**Short problem**
Turn the lines below into a Markdown table with the columns Row and Line, one numbered row per line, with blank lines skipped. Leave the pictures out.

**Entries supplied**
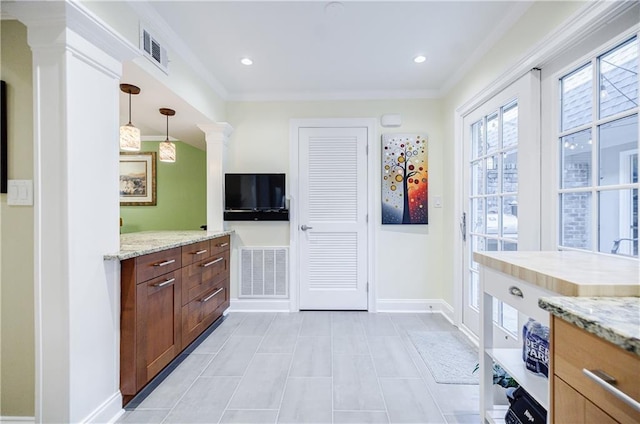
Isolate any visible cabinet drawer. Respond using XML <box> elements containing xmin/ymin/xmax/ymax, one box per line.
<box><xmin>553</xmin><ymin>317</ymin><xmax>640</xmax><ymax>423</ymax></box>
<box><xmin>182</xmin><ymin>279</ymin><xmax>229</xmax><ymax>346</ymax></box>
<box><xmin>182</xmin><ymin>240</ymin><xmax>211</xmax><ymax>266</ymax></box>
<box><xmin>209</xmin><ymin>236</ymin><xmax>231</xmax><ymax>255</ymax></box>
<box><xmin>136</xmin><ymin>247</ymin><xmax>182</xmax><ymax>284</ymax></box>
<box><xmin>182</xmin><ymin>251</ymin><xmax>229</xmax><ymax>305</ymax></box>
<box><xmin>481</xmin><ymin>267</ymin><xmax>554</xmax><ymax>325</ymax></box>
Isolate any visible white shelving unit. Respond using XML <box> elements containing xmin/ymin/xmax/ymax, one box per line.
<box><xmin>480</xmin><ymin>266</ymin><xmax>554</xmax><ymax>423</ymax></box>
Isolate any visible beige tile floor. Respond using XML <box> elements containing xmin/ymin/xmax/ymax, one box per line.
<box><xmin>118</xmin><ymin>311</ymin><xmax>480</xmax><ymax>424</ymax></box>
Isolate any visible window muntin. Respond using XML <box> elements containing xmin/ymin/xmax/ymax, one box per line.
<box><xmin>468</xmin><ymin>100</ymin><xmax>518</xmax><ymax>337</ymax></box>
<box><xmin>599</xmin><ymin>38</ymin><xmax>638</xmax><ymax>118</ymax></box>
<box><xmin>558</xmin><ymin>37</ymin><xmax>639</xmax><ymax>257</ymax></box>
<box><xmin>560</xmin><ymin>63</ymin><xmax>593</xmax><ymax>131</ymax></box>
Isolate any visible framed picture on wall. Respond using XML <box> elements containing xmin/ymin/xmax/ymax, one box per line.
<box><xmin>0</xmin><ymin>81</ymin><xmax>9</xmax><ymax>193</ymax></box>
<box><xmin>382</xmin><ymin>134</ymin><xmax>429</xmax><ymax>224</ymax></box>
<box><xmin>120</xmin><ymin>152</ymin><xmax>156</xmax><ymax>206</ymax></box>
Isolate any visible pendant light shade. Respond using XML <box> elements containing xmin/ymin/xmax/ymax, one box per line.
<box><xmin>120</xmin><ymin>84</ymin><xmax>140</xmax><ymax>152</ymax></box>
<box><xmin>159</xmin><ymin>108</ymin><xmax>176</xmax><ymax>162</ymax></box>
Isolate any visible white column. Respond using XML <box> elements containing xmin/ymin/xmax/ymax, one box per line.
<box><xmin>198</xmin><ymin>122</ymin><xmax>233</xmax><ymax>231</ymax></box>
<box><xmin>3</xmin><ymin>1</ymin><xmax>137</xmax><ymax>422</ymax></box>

**Response to the task**
| Row | Line |
|---|---|
| 1 | Isolate any visible cabinet drawer. Respond using XML <box> elements containing xmin/ymin/xmax/ymax, one box per line. |
| 2 | <box><xmin>553</xmin><ymin>317</ymin><xmax>640</xmax><ymax>423</ymax></box> |
| 3 | <box><xmin>182</xmin><ymin>279</ymin><xmax>229</xmax><ymax>346</ymax></box> |
| 4 | <box><xmin>182</xmin><ymin>240</ymin><xmax>211</xmax><ymax>266</ymax></box> |
| 5 | <box><xmin>209</xmin><ymin>236</ymin><xmax>231</xmax><ymax>255</ymax></box> |
| 6 | <box><xmin>136</xmin><ymin>247</ymin><xmax>182</xmax><ymax>284</ymax></box> |
| 7 | <box><xmin>182</xmin><ymin>251</ymin><xmax>229</xmax><ymax>305</ymax></box> |
| 8 | <box><xmin>481</xmin><ymin>267</ymin><xmax>554</xmax><ymax>325</ymax></box> |
| 9 | Isolate any visible white shelving unit. Respond using XML <box> elements containing xmin/ymin/xmax/ymax, one box per line. |
| 10 | <box><xmin>480</xmin><ymin>266</ymin><xmax>554</xmax><ymax>423</ymax></box> |
| 11 | Isolate any visible beige tile floor. Respond using XML <box> elements containing xmin/ymin/xmax/ymax, one box per line. |
| 12 | <box><xmin>118</xmin><ymin>311</ymin><xmax>480</xmax><ymax>424</ymax></box> |
| 13 | Isolate any visible window muntin. Respond using XML <box> elements containing xmin/ymin/xmax/ymax, one box per line. |
| 14 | <box><xmin>468</xmin><ymin>100</ymin><xmax>518</xmax><ymax>337</ymax></box> |
| 15 | <box><xmin>599</xmin><ymin>38</ymin><xmax>638</xmax><ymax>118</ymax></box> |
| 16 | <box><xmin>558</xmin><ymin>37</ymin><xmax>639</xmax><ymax>257</ymax></box> |
| 17 | <box><xmin>560</xmin><ymin>63</ymin><xmax>593</xmax><ymax>131</ymax></box> |
| 18 | Isolate any visible framed picture on wall. Respond using XML <box> elements containing xmin/ymin/xmax/ymax, one box per line. |
| 19 | <box><xmin>0</xmin><ymin>81</ymin><xmax>9</xmax><ymax>193</ymax></box> |
| 20 | <box><xmin>382</xmin><ymin>134</ymin><xmax>429</xmax><ymax>224</ymax></box> |
| 21 | <box><xmin>120</xmin><ymin>152</ymin><xmax>156</xmax><ymax>206</ymax></box> |
| 22 | Isolate any visible pendant light shade. Respond using XML <box> elements containing xmin/ymin/xmax/ymax, one box per line. |
| 23 | <box><xmin>120</xmin><ymin>84</ymin><xmax>140</xmax><ymax>152</ymax></box> |
| 24 | <box><xmin>159</xmin><ymin>108</ymin><xmax>176</xmax><ymax>162</ymax></box> |
| 25 | Isolate any visible white column. Respond using XML <box> elements containing xmin/ymin/xmax/ymax, one box per line. |
| 26 | <box><xmin>198</xmin><ymin>122</ymin><xmax>233</xmax><ymax>231</ymax></box> |
| 27 | <box><xmin>3</xmin><ymin>1</ymin><xmax>137</xmax><ymax>422</ymax></box> |